__Task to complete__: Summarize the abstract on the rice splicing factor RS33 in two sentences.

__Passage shown__:
The Rice Serine/Arginine Splicing Factor RS33 Regulates Pre-mRNA Splicing during Abiotic Stress Responses
Haroon Butt,
Jeremie Bazin,
Kasavajhala V. S. K. Prasad,
Nourelislam Awad,
Martin Crespi,
Anireddy S. N. Reddy,
Magdy M. Mahfouz
Affiliations
Haroon Butt
Laboratory for Genome Engineering and Synthetic Biology, Division of Biological and Environmental Sciences and Engineering, 4700 King Abdullah University of Science and Technology, Thuwal 23955-6900, Saudi Arabia
Jeremie Bazin
CNRS, INRA, Institute of Plant Sciences Paris-Saclay IPS2, University Paris-Saclay and University of Paris Bâtiment 630, 91192 Gif sur Yvette, France
Kasavajhala V. S. K. Prasad
Department of Biology, Program in Cell and Molecular Biology, Colorado State University, Fort Collins, CO 80523, USA
Nourelislam Awad
Helmy Institute of Biomedical Science, Zewail City of Science and Technology, Ahmed Zewail Road, Giza 12578, Egypt
Martin Crespi
CNRS, INRA, Institute of Plant Sciences Paris-Saclay IPS2, University Paris-Saclay and University of Paris Bâtiment 630, 91192 Gif sur Yvette, France
Anireddy S. N. Reddy
Department of Biology, Program in Cell and Molecular Biology, Colorado State University, Fort Collins, CO 80523, USA
Magdy M. Mahfouz
Laboratory for Genome Engineering and Synthetic Biology, Division of Biological and Environmental Sciences and Engineering, 4700 King Abdullah University of Science and Technology, Thuwal 23955-6900, Saudi Arabia
Abiotic stresses profoundly affect plant growth and development and limit crop productivity. Pre-mRNA splicing is a major form of gene regulation that helps plants cope with various stresses. Serine/arginine (SR)-rich splicing factors play a key role in pre-mRNA splicing to regulate different biological processes under stress conditions. Alternative splicing (AS) of SR transcripts and other transcripts of stress-responsive genes generates multiple splice isoforms that contribute to protein diversity, modulate gene expression, and affect plant stress tolerance. Here, we investigated the function of the plant-specific SR protein RS33 in regulating pre-mRNA splicing and abiotic stress responses in rice. The loss-of-function mutant rs33 showed increased sensitivity to salt and low-temperature stresses. Genome-wide analyses of gene expression and splicing in wild-type and rs33 seedlings subjected to these stresses identified multiple splice isoforms of stress-responsive genes whose AS are regulated by RS33. The number of RS33-regulated genes was much higher under low-temperature stress than under salt stress. Our results suggest that the plant-specific splicing factor RS33 plays a crucial role during plant responses to abiotic stresses.

__Extracted information__:
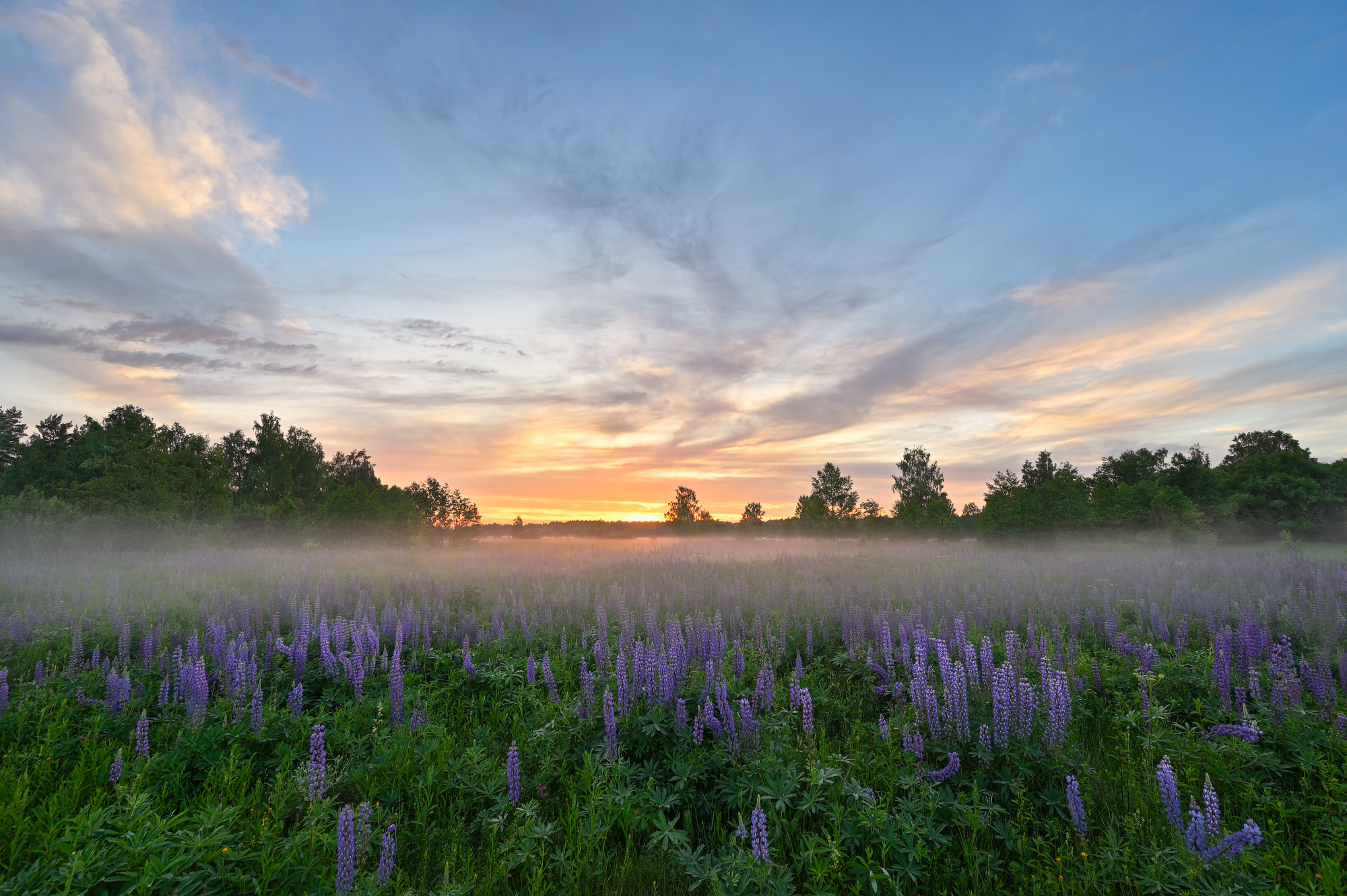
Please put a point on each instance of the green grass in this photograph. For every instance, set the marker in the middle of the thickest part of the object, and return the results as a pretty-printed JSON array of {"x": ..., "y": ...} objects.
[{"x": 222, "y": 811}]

---

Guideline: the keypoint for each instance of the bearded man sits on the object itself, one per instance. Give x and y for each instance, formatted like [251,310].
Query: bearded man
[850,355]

__The completed task__: The work investigated how the plant-specific SR protein RS33 regulates pre-mRNA splicing and abiotic stress responses in rice, and found that the loss-of-function mutant rs33 was more sensitive to salt and low-temperature stresses. Genome-wide analyses identified multiple splice isoforms of stress-responsive genes whose alternative splicing is regulated by RS33, with far more RS33-regulated genes under low-temperature stress than under salt stress, suggesting that RS33 plays a crucial role in plant responses to abiotic stresses.